**Requirements**
All the data should be repeated exactly. Any image in it is left out.

[Data extracted from a collection]
>>

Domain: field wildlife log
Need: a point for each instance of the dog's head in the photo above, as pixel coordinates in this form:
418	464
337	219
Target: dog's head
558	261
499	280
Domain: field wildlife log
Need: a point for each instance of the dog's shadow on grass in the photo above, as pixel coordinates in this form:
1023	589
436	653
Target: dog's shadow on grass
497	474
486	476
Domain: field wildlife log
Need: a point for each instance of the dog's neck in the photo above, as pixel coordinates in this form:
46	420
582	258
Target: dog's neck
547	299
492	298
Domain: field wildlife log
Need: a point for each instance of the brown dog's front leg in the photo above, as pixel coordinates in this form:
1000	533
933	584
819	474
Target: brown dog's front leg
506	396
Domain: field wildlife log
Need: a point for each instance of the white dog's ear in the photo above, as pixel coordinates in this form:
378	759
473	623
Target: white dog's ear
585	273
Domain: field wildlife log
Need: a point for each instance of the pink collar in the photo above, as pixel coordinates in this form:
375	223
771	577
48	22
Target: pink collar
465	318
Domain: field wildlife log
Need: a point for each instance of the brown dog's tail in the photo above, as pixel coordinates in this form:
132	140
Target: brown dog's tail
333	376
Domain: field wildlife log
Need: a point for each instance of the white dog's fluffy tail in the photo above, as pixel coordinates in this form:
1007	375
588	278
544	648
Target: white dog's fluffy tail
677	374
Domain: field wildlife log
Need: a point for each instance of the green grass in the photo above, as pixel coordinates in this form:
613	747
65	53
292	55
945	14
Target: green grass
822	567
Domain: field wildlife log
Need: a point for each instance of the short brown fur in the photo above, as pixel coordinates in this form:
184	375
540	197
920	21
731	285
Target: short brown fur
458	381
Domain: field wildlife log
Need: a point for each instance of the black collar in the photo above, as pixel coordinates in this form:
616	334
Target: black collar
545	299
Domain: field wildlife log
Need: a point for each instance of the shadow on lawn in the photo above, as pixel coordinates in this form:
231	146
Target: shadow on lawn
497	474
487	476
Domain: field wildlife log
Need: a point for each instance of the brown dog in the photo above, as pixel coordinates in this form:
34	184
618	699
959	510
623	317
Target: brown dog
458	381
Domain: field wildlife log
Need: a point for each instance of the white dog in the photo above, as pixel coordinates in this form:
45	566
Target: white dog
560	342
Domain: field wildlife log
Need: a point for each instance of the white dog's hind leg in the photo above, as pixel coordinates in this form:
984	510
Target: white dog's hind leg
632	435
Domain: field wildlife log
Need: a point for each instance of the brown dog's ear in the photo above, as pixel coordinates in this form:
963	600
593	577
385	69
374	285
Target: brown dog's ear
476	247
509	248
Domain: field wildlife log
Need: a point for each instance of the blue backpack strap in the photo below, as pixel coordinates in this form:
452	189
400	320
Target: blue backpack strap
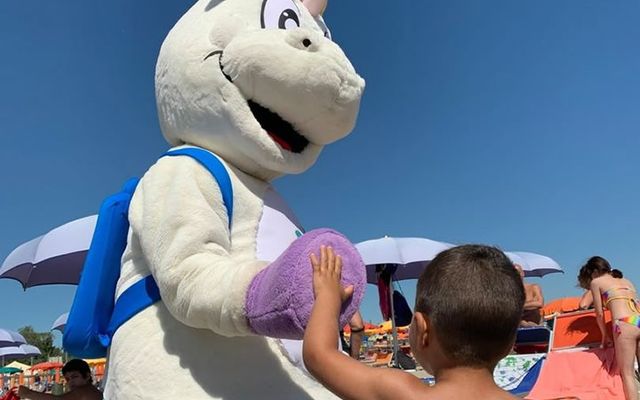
145	292
215	167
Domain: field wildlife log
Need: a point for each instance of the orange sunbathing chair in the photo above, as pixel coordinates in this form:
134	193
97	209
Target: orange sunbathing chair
574	365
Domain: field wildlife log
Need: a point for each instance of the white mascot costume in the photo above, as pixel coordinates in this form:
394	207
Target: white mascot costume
260	84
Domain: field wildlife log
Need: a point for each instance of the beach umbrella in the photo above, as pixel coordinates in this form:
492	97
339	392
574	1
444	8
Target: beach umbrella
16	364
60	323
44	366
9	370
410	255
20	351
56	257
11	338
534	264
406	256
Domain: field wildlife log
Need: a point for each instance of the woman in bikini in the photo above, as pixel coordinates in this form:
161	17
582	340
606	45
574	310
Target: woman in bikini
610	290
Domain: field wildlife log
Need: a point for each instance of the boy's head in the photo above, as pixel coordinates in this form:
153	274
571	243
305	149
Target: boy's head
76	373
469	303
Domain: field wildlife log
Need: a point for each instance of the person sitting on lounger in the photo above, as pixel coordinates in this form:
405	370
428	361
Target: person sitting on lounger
534	301
612	291
77	374
460	329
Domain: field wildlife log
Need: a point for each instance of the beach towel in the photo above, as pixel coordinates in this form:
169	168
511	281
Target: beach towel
577	329
587	375
512	369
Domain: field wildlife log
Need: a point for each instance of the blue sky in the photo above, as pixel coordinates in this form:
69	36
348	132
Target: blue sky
499	122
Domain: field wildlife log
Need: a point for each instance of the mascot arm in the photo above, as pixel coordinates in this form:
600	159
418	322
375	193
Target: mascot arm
180	219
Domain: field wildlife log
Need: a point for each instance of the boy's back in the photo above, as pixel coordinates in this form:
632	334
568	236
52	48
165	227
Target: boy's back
468	306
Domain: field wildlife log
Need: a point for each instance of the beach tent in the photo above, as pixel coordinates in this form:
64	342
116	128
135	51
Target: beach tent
16	364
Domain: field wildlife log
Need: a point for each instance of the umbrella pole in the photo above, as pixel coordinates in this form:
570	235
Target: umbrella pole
394	329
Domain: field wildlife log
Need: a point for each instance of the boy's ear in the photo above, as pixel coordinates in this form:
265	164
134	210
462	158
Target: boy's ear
423	326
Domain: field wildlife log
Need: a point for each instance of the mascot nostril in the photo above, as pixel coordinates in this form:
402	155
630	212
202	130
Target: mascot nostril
230	259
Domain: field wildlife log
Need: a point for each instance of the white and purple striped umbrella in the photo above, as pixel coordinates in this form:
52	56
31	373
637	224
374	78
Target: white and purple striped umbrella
410	255
21	351
56	257
534	264
10	338
60	323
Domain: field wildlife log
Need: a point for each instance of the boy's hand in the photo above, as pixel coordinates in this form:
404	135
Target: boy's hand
326	275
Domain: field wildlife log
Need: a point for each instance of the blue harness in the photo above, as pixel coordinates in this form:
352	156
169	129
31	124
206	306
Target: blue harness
94	318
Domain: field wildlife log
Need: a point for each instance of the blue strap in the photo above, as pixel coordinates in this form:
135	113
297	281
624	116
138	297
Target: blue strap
145	292
136	298
215	167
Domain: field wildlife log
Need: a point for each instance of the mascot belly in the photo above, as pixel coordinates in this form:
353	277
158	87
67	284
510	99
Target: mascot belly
259	84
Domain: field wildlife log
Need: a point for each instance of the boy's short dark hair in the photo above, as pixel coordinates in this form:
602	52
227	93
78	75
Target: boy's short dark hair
77	365
474	298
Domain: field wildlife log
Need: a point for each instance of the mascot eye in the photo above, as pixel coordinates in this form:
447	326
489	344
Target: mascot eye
280	14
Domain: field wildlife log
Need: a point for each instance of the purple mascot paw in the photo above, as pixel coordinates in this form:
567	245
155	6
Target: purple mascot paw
280	297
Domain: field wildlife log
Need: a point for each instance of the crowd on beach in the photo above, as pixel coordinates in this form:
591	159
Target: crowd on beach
461	328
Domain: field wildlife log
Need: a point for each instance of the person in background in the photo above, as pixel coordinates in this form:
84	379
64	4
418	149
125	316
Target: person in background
77	374
612	291
356	326
461	328
534	301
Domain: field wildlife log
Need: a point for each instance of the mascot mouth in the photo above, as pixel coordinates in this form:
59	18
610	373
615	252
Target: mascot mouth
281	131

<<

**Exercise result**
Domain: field wildlife log
Need: a point for each instance of the dog's head in the photo above, as pixel coordinates in this form:
418	464
337	219
Target: dog's head
558	261
499	280
Domain: field wildlife log
Need: a point for each instance of the dog's shadow on grass in the photo above, as pixel coordinates in this form:
1023	589
436	653
Target: dog's shadow on grass
497	474
486	476
Domain: field wildlife log
Need: a point for each instance of the dog's neck in the photo above, as pixel coordinates in this form:
46	420
582	258
Target: dog's neck
547	299
492	298
Domain: field wildlife log
Need: a point for each instance of the brown dog's front leg in the photo above, as pixel coordinates in this form:
1000	533
933	584
819	474
Target: brown dog's front leg
506	396
Domain: field wildlife log
Need: a point for each instance of the white dog's ear in the photo above, as pixel coordinates in this form:
378	759
473	623
Target: white dog's ear
585	273
Domain: field wildlife log
Need: a point for each instance of the pink collar in the photo above, as pixel coordinates in this form:
375	223
771	577
48	22
Target: pink collar
465	318
Domain: field wildlife log
Need: a point for each instance of the brown dog's tail in the photo above, as pixel coordinates in this form:
132	140
Target: brown dog's tail
333	376
Domain: field wildlife log
Need: a point for each instance of the white dog's fluffy tail in the photo above, as pixel coordinates in this form:
1007	375
588	278
544	648
Target: white dog's fluffy tail
677	374
Domain: field wildlife log
Need: a point for each instance of the green grass in the photo above, as pixel coordinates in this form:
613	747
65	53
292	55
945	14
Target: green grass
822	567
Domain: field wildlife log
Need: a point for each instance of the short brown fur in the photo above, as pixel coordinates in this form:
184	375
540	197
920	21
731	285
Target: short brown fur
458	381
Domain: field wildlife log
Need: a point for each instance of the black collar in the photo above, as pixel coordinates in this form:
616	334
Target: black collar
545	299
Domain: field wildlife log
Need: a point for each instance of the shadow on lawn in the photo above, as pixel coordinates in this form:
231	146
Target: shadow on lawn
497	474
487	476
Domain: field wildlife log
Need: a point for each instance of the brown dog in the photo above, as pixel coordinates in this form:
34	184
618	699
959	510
623	317
Target: brown dog
458	381
Domain: field wildlife log
Need: a point for each instance of the white dog in the photo above, as pixel coordinates in this form:
45	566
Target: white dog
560	342
Domain: field wildlife log
Need: a point for each instance of the white dog's hind leg in the photo above, as pixel coordinates in this form:
984	510
Target: white dog's hind leg
632	435
Domain: field wildlife log
Need: a point for each instance of the brown dog's ear in the photo above, as pixel coordinates in this form:
963	600
593	577
385	69
374	285
Target: brown dog's ear
476	247
509	248
Domain: field wildlife log
Need: a point for each instance of the blue backpack strap in the photo below, as pixel coordinates in this form:
452	189
400	320
Target: blue backpack strap
145	292
215	167
Domain: field wildlife log
Need: a point for each instance of the orange sunbathing chair in the photo above, as pixel coordinates in this form:
134	193
97	209
Target: orange sunbathing chair
574	365
Domain: field wildlife log
Need: a point for each instance of the white mascot costume in the photo above, as pixel coordinates in this form:
394	207
Target: white mascot costume
260	84
Domain: field wildlife log
Need: a point for each instance of the beach umbrella in the photo above, as pixel coordinates in this form:
492	97
339	392
574	1
444	8
Target: beach umbrella
16	364
60	323
44	366
9	370
410	255
20	351
56	257
11	338
534	264
406	256
Domain: field wildlife log
Need: a point for each instance of the woman in bikini in the photo above, as pixel coordinates in this form:
161	17
582	340
606	45
574	310
Target: woman in bikini
610	290
Domain: field wildlife log
Need: a point for each instance of the boy's head in the photo above, as pixel coordinates in this form:
153	274
571	243
305	149
Target: boy's head
76	373
469	303
Domain: field wildlife log
Need: a point for each instance of the person sitting on lounger in the photo above, as pixel coordinates in this form:
405	370
428	361
Target: person sitting on lounger
534	301
612	291
77	374
460	329
Domain: field wildlife log
Need: a point for each instance of the beach towel in the photo above, as pixel coordinates in this form:
169	168
511	281
Target: beach towel
577	329
587	375
512	369
Domain: field wildlife log
Need: a point for each instance of the blue sky in the photo above, as pixel coordinates in this form:
69	36
348	132
Target: blue sky
499	122
Domain: field wildlife log
Need: a point for each instance of the mascot arm in the photo above, as pixel coordinates in this form:
600	159
418	322
375	193
Target: mascot arm
180	219
Domain: field wildlife log
Need: a point for each instance of the boy's back in the photo above, as pixel coordinates in this form:
632	334
568	236
52	48
165	227
Target: boy's back
468	306
Domain: field wildlife log
Need: a point for each instance of the beach tent in the photo above, as pixel coordinates in this form:
64	342
116	128
135	51
Target: beach tent
16	364
Domain: field wildlife log
Need: a point for each instance of the umbrella pole in the photo above, as pixel coordinates in this form:
570	235
Target: umbrella pole
394	329
Domain: field wildlife log
Need: a point for each instance of the boy's ear in the photo above, as pixel coordinates in this form:
265	164
134	210
462	158
Target: boy's ear
423	326
Domain: field wildlife log
Need: a point for each instance of the mascot nostril in the photo above, as pixel coordinates in this form:
402	155
630	212
202	130
Target: mascot nostril
230	259
Domain: field wildlife log
Need: a point for each instance of the white and purple striped umbrella in the photo above, as pixel coordinates in this form:
52	56
31	373
637	224
374	78
Target: white and purple striped umbrella
410	255
21	351
56	257
534	264
10	338
60	323
Domain: field wildlife log
Need: a point for each instance of the boy's hand in the photo above, as pixel coordinates in this form:
404	135
Target: boy's hand
326	275
Domain: field wildlife log
Need: a point for each instance of the blue harness in the photo above, as pixel coordinates in this form:
352	156
169	129
31	124
206	306
Target: blue harness
94	318
Domain: field wildlife log
Need: a point for each instance of the blue strap in the photo above, as pixel coordinates in this form:
135	113
297	281
624	116
138	297
Target: blue strap
145	292
136	298
215	167
Domain: field wildlife log
Need: a point for each instance of the mascot belly in the photo above, as pixel coordinates in this form:
353	277
158	87
67	284
510	99
Target: mascot belly
259	84
Domain: field wildlife log
Need: a point for each instance of the boy's short dark hair in the photo above, as pixel coordinates in this form:
602	52
227	93
78	75
Target: boy's short dark hair
77	365
474	298
Domain: field wildlife log
Need: a point for each instance of the mascot eye in the photo above, as pixel coordinates in this form:
447	326
489	344
Target: mascot eye
280	14
Domain: field wildlife log
Need: a point for each instance of the purple mascot paw in the photo above, as pixel coordinates in this form:
567	245
155	6
Target: purple mascot paw
280	297
Domain: field wildlife log
Need: a point for each instance of the crowd on beach in the photo above, as pixel coordinates in this form:
591	159
Target: crowd on beach
461	328
Domain: field wildlife log
Need: a point for each instance of the person in background in the photo above, as pixel coordinates in this form:
84	379
64	4
418	149
125	316
Target: person in background
77	374
612	291
356	326
461	328
534	301
Domain: field wildlife log
Need: a point for each instance of the mascot mouth in the photo above, as pixel coordinates in this form:
59	18
610	373
615	252
Target: mascot mouth
281	131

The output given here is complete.